#### Aufgaben und Übungen
A) Gib aus dem Text über das Verblistern von Arzneimitteln für Pflegeheime die Stelle zwischen „Von angenommenen 14“ und „Gutachten aber relevant.“ einschließlich Wort für Wort wieder.
B) Schreib den Text über das Verblistern von Arzneimitteln für Pflegeheime nach seinem letzten Satz weiter.

#### Vorliegender Auszug
= = = =
Bei der PAV werden Arzneimittel für Heimbewohner von der versorgenden Apotheke bedarfsgerecht zusammengestellt und verblistert. Das Pflegepersonal kann die Medikamente ohne weiteren Aufwand für die Bewohner bereitstellen. Das erhöhe die Arzneimittelsicherheit und stelle für das Heim und seine Patienten einen Vorteil gegenüber der Auslieferung der Medikamente in der Originalverpackung dar, so Schneider und Reich in ihrem Gutachten. „Insbesondere das Heim spart Zeit und damit Geld ein.“ In einer Untersuchung sei von einer Stunde pro Patient und Monat die Rede.

Von angenommenen 14 Arbeitsschritten im Heim verbleiben demnach bei der Auslieferung verblisterter Arzneimittel nur noch fünf übrig. „Gerade deshalb kann kostenlose PAV für den Apotheker ebenso wie für den Heimträger strafrechtlich relevant sein“, so Schneider und Reich. Es geht um den neuen Strafrechtsparagrafen zu Korruption im Gesundheitswesen oder – wenn der Geschäftsführer des Heims ein Amtsträger oder ein angestellter Kaufmann ist – das bisherige Korruptionsrecht.

Das Strafgesetzbuch (StGB) wurde Anfang Juni um zwei neue Strafparagraphen zur Bekämpfung von Korruption im Gesundheitswesen erweitert. Der Bezug und die Abgabe von Arzneimitteln wurde zwar ausgeklammert, bei der Heimversorgung ist das Anti-Korruptionsgesetz laut Gutachten aber relevant.
= = = =
#### Erfasste Daten
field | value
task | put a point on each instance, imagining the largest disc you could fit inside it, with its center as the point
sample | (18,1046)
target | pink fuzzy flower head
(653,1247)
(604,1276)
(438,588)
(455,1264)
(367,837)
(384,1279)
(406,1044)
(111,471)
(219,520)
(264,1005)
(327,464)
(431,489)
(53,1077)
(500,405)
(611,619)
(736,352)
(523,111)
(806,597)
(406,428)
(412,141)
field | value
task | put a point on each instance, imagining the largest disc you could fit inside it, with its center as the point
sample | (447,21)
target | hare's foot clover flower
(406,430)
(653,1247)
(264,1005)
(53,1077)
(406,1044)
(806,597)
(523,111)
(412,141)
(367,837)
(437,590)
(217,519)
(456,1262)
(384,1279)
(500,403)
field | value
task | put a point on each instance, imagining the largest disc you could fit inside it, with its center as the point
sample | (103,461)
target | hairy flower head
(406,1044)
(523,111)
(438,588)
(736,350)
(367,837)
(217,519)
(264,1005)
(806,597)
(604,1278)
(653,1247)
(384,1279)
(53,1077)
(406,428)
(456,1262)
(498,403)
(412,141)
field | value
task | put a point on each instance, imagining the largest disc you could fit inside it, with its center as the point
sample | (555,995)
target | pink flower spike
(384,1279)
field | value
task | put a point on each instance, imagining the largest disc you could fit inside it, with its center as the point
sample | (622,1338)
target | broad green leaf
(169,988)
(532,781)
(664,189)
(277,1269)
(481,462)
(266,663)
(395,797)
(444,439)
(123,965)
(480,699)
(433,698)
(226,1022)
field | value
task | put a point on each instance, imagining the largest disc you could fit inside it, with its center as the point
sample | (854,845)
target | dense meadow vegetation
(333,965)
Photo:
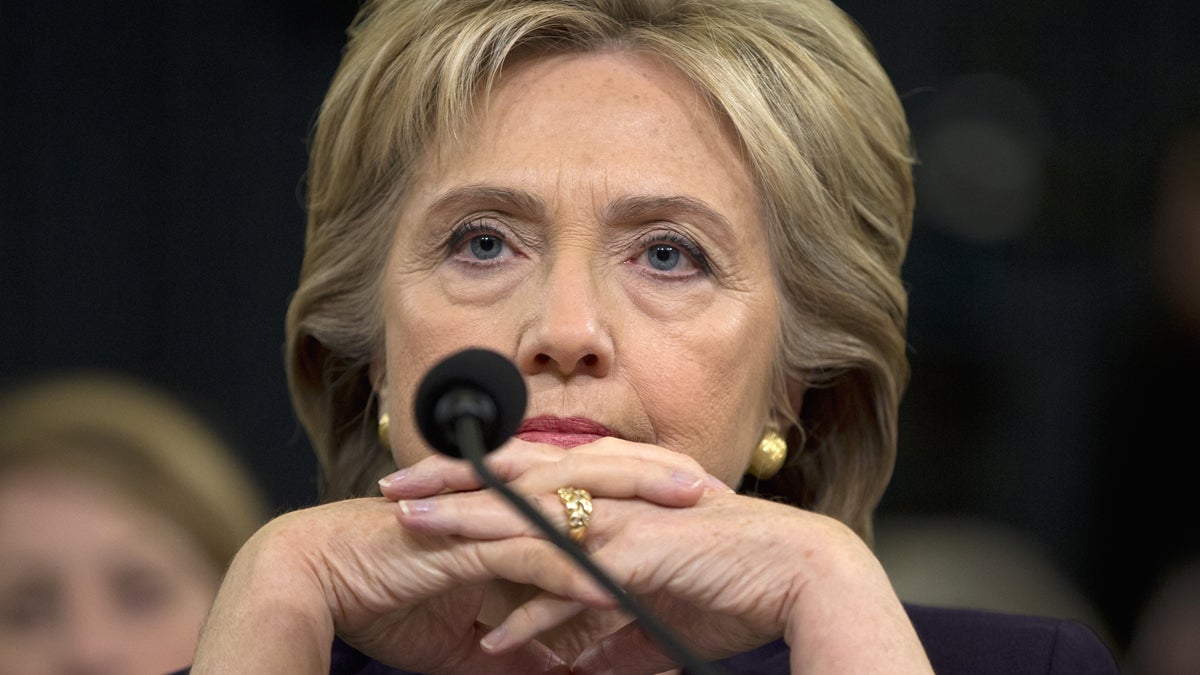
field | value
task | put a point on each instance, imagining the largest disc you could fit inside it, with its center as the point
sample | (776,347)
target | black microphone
(468,405)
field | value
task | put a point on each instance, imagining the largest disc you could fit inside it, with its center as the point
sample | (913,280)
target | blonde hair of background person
(154,505)
(575,138)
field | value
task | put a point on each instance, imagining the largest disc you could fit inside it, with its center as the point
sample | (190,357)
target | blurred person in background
(119,511)
(1146,424)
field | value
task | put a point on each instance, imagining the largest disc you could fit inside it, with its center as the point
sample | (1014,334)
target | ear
(796,390)
(378,374)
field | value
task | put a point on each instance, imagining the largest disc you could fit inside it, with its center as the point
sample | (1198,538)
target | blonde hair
(142,442)
(821,125)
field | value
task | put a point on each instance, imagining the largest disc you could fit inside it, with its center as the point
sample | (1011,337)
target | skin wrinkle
(577,214)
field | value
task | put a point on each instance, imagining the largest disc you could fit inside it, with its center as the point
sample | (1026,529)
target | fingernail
(415,507)
(685,478)
(715,483)
(395,477)
(495,639)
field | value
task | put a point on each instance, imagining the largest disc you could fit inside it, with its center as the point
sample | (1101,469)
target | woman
(119,512)
(684,223)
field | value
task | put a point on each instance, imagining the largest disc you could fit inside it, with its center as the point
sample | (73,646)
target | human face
(93,584)
(600,227)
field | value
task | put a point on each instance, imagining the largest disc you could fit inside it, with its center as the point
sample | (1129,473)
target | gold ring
(579,511)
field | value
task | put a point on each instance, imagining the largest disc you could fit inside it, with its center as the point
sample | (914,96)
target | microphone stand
(469,436)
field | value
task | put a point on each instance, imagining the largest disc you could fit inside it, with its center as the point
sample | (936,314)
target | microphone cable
(477,414)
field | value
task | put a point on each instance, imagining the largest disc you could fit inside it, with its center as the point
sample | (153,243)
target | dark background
(151,159)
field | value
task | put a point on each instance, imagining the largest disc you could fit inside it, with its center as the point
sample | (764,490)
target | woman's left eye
(673,255)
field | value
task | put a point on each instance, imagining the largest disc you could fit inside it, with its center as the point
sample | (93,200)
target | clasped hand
(466,584)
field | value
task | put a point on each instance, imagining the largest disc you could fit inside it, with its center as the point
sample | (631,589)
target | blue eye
(486,246)
(663,257)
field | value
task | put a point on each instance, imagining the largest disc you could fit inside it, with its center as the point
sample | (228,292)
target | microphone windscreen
(472,376)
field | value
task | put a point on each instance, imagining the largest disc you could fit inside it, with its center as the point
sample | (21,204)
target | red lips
(562,431)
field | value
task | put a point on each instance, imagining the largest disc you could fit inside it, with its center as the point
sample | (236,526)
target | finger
(438,473)
(661,479)
(481,515)
(527,621)
(486,514)
(628,650)
(531,561)
(529,657)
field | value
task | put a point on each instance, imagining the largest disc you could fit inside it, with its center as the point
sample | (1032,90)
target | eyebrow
(624,209)
(627,209)
(478,195)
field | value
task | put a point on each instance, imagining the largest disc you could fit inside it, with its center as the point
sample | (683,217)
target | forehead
(629,120)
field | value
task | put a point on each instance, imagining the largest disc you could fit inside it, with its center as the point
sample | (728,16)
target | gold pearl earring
(768,458)
(384,438)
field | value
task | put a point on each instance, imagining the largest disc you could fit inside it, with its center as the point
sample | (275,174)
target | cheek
(421,328)
(712,399)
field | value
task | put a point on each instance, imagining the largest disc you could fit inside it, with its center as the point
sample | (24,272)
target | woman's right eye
(474,242)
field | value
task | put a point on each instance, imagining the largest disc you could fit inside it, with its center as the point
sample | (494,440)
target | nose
(570,333)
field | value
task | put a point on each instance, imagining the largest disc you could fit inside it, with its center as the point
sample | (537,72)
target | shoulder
(977,641)
(967,641)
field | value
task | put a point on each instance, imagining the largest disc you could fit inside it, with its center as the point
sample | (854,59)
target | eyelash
(461,234)
(682,243)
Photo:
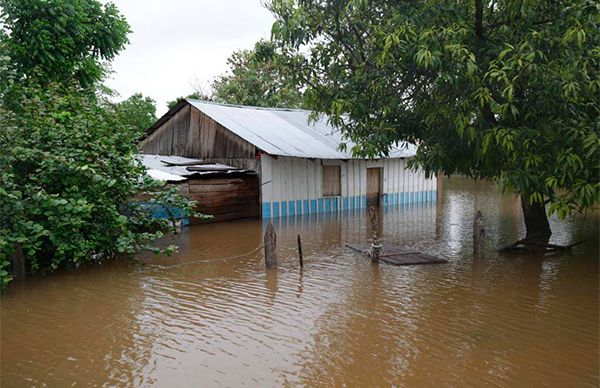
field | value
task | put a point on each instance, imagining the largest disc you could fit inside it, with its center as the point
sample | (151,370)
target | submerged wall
= = = =
#### Erwartete Ergebnisse
A)
Von angenommenen 14 Arbeitsschritten im Heim verbleiben demnach bei der Auslieferung verblisterter Arzneimittel nur noch fünf übrig. „Gerade deshalb kann kostenlose PAV für den Apotheker ebenso wie für den Heimträger strafrechtlich relevant sein“, so Schneider und Reich. Es geht um den neuen Strafrechtsparagrafen zu Korruption im Gesundheitswesen oder – wenn der Geschäftsführer des Heims ein Amtsträger oder ein angestellter Kaufmann ist – das bisherige Korruptionsrecht.

Das Strafgesetzbuch (StGB) wurde Anfang Juni um zwei neue Strafparagraphen zur Bekämpfung von Korruption im Gesundheitswesen erweitert. Der Bezug und die Abgabe von Arzneimitteln wurde zwar ausgeklammert, bei der Heimversorgung ist das Anti-Korruptionsgesetz laut Gutachten aber relevant.

B)
Der Staatsanwalt könne argumentieren, dass das Heim Kosten spart und deshalb den Apotheker beim Abschluss des Heimversorgungsvertrages bevorzugt habe, der das Verblistern unentgeltlich anbietet. Das sei eine Unrechtsvereinbarung. Der Entscheidungsträger des Heims nehme Drittvorteile an.

Die Apotheker laufen dann Gefahr, strafrechtlich verfolgt zu werden: „Entdeckungsrisiken sind hoch, denn der Markt ist umkämpft und die meisten Verfahren entstehen durch anonyme Strafanzeigen hinter denen auch der Wettbewerber stecken kann“, warnen die Autoren. Außerdem sei das kostenlose Verblistern unlauter und könne daher auch Berufsrecht des Apothekers verletzen. „Apotheker und Heim sind daher gut beraten, sich über einen Preis für PAV zu verständigen“, so Schneider und Reich.

Dass die Apotheke über ihre Heimversorgungsverträge gewissermaßen als Gegenleistung einen privilegierten Zugang zum Heim habe, sei kein Argument. Denn die PAV sei nicht Gegenstand des Heimversorgungsvertrages und damit nicht abgegolten. „Die PAV ist eine pharmazeutische Tätigkeit, an die nach § 34 ApoBetrO besondere Anforderungen in Bezug auf die räumliche und personelle Ausstattung gestellt werden und die mit einer arzneimittelrechtlichen Herstellungstätigkeit einhergeht, die gesondert vergütet werden muss“, heißt es im Gutachten.

Der vereinbarte Preis sollte angemessen sein. Externe Blisterzentren kalkulierten Preise von beispielsweise 3,20 Euro pro Patient/Woche. Hinzu kämen Verpackungskosten sowie Sonderpreise für Softwarenutzung im Rahmen der Erstellung des Medikationsplans oder des Bestandsmanagements. Im Rahmen eines Modellvorhabens der AOK Bayern wurden den Apotheken für das Verblistern 3 Euro und für die damit einhergehende pharmazeutische Leistung 3,10 Euro gezahlt, also eine Pauschale von 6,10 Euro pro Wochenblister.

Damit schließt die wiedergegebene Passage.